EXERCISE
Where the string "woman" shows up in a line of the records, copy that line.

ENTRIES SHOWN
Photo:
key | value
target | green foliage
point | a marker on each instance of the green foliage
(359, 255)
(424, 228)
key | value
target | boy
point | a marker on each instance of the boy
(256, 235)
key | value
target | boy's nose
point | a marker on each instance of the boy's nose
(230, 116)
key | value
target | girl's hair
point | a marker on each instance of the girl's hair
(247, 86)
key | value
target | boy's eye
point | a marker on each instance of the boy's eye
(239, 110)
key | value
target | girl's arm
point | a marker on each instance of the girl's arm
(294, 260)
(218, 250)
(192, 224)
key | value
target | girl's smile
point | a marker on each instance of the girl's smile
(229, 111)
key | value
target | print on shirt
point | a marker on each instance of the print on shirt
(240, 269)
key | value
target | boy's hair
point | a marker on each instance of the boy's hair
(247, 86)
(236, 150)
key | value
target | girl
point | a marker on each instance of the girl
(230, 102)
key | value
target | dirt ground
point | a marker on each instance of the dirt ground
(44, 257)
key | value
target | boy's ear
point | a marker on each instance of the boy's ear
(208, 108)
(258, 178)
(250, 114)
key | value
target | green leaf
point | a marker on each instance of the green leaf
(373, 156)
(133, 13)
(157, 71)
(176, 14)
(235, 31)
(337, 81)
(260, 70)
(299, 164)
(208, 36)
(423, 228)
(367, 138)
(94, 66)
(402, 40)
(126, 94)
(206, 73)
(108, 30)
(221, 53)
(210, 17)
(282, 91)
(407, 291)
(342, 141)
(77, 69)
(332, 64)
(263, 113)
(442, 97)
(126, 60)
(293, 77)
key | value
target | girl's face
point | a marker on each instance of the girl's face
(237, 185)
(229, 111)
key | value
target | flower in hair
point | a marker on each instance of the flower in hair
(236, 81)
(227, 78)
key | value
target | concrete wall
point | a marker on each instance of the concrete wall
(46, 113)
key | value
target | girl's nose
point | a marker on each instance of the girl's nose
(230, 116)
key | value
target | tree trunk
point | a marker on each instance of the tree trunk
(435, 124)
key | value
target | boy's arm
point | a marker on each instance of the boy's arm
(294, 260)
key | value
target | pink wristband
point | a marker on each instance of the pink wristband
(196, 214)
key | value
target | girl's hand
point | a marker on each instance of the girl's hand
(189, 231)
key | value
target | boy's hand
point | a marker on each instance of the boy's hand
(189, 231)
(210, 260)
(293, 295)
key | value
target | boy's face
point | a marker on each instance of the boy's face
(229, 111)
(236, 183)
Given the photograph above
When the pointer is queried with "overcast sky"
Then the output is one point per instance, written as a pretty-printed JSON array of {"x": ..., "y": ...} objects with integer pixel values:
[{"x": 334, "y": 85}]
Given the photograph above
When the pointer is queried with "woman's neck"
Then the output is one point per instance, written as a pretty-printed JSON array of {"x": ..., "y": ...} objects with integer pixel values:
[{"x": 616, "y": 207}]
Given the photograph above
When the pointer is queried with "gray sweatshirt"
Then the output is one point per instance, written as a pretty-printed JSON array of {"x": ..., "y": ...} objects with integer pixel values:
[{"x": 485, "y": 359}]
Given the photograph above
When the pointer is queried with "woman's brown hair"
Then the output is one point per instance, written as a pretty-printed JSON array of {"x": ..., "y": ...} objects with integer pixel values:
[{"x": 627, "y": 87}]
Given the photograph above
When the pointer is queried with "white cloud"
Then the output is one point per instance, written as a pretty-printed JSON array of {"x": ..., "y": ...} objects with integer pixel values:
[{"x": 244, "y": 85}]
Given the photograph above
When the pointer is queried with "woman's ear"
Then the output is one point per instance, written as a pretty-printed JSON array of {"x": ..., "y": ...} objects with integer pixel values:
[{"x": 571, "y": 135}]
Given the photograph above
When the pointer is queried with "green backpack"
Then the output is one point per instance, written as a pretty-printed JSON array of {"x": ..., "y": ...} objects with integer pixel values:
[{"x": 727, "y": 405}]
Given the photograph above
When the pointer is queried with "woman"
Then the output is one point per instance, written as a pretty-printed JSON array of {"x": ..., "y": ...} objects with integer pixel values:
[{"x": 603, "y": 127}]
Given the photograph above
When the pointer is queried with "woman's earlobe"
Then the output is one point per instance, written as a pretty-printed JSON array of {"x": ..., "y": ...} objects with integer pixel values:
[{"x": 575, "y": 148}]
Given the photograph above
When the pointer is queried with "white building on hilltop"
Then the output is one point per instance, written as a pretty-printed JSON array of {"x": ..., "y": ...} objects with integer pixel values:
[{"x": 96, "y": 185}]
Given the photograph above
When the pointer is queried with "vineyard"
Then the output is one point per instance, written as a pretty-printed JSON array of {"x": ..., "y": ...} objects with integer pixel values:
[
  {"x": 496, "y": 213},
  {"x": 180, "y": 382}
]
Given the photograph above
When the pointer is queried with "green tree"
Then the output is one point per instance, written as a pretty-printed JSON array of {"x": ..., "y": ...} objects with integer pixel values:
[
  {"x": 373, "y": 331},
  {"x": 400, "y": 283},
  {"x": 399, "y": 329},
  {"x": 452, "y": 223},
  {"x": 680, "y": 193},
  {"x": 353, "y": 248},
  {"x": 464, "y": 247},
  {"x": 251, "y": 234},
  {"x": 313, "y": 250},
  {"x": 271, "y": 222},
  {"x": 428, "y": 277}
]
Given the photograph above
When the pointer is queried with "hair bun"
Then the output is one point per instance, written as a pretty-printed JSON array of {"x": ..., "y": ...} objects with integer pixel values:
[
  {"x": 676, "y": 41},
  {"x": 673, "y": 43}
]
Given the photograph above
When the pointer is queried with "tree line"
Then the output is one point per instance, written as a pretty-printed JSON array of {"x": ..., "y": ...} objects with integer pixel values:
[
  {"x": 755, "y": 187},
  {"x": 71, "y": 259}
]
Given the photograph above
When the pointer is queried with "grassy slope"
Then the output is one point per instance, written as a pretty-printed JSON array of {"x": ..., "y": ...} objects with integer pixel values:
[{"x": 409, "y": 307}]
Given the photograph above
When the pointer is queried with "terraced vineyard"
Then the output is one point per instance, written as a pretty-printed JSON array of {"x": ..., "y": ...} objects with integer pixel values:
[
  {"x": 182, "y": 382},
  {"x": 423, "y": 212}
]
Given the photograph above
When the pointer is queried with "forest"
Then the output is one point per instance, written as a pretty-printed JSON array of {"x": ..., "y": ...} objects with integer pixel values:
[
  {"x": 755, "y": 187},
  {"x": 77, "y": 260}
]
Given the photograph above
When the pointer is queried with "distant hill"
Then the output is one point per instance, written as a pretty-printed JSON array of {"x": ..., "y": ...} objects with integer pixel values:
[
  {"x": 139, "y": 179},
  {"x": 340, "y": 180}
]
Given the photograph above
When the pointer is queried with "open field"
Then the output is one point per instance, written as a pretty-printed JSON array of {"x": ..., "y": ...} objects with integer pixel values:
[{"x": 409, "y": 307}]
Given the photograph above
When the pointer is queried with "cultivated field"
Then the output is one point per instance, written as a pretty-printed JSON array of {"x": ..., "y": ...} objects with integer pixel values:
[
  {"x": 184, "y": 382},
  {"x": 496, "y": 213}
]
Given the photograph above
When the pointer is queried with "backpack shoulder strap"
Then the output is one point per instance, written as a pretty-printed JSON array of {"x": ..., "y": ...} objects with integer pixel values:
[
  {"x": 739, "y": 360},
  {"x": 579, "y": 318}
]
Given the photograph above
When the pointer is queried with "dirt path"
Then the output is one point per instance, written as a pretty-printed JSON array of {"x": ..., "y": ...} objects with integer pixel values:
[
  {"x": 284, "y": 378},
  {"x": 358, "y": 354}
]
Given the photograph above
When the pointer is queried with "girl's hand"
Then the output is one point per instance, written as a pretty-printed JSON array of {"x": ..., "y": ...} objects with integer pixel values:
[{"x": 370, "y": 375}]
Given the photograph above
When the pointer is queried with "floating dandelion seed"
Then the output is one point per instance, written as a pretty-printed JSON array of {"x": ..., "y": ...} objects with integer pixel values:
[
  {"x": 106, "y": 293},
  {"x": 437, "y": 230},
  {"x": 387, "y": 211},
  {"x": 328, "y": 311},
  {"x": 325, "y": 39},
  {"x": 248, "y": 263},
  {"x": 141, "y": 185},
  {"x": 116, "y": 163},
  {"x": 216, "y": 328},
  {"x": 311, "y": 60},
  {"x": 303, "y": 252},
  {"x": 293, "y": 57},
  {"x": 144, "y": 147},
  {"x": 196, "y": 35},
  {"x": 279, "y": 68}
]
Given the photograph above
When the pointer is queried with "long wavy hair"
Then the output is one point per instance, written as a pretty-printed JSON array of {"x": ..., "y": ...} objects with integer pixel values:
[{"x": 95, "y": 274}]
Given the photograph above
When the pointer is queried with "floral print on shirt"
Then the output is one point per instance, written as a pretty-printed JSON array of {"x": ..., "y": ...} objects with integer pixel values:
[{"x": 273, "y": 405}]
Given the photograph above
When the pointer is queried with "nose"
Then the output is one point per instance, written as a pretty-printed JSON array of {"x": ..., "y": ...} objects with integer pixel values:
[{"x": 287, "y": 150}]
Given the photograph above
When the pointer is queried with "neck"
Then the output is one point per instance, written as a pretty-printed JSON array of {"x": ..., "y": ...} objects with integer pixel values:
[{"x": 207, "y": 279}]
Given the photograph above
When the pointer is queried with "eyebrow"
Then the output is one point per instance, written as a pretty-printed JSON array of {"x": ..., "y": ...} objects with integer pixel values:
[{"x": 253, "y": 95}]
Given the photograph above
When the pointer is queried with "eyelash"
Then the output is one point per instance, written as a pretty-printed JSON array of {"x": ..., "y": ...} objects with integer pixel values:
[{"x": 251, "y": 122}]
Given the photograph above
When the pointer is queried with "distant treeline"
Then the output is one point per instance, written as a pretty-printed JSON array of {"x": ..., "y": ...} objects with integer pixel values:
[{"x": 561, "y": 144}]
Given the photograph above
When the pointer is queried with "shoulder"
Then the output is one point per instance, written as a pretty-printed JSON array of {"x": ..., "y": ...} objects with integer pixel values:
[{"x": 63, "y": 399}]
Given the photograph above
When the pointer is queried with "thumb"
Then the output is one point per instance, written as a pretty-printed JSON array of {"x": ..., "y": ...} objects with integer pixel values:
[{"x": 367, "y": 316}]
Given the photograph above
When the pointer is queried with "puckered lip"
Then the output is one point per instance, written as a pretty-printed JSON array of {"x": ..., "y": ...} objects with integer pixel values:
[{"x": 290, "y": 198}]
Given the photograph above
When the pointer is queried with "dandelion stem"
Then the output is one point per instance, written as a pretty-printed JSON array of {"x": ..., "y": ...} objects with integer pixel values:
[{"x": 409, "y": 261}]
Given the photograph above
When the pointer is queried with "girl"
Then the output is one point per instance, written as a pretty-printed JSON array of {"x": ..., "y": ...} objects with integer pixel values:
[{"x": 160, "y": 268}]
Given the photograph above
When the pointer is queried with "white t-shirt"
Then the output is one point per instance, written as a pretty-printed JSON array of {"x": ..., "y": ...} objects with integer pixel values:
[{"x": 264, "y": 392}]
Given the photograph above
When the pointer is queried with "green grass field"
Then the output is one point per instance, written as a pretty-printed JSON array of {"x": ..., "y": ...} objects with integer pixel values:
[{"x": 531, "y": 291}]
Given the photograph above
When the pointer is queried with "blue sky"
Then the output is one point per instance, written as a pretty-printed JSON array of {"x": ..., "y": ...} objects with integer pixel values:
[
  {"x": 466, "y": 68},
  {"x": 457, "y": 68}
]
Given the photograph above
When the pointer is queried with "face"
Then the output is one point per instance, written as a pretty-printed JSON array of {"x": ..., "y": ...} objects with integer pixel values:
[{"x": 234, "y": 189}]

ANSWER TO THE PROBLEM
When the pointer is queried with "woman's neck"
When the pointer is queried with "woman's brown hair"
When the pointer is queried with "woman's ear"
When the pointer is queried with "woman"
When the pointer is queried with "woman's earlobe"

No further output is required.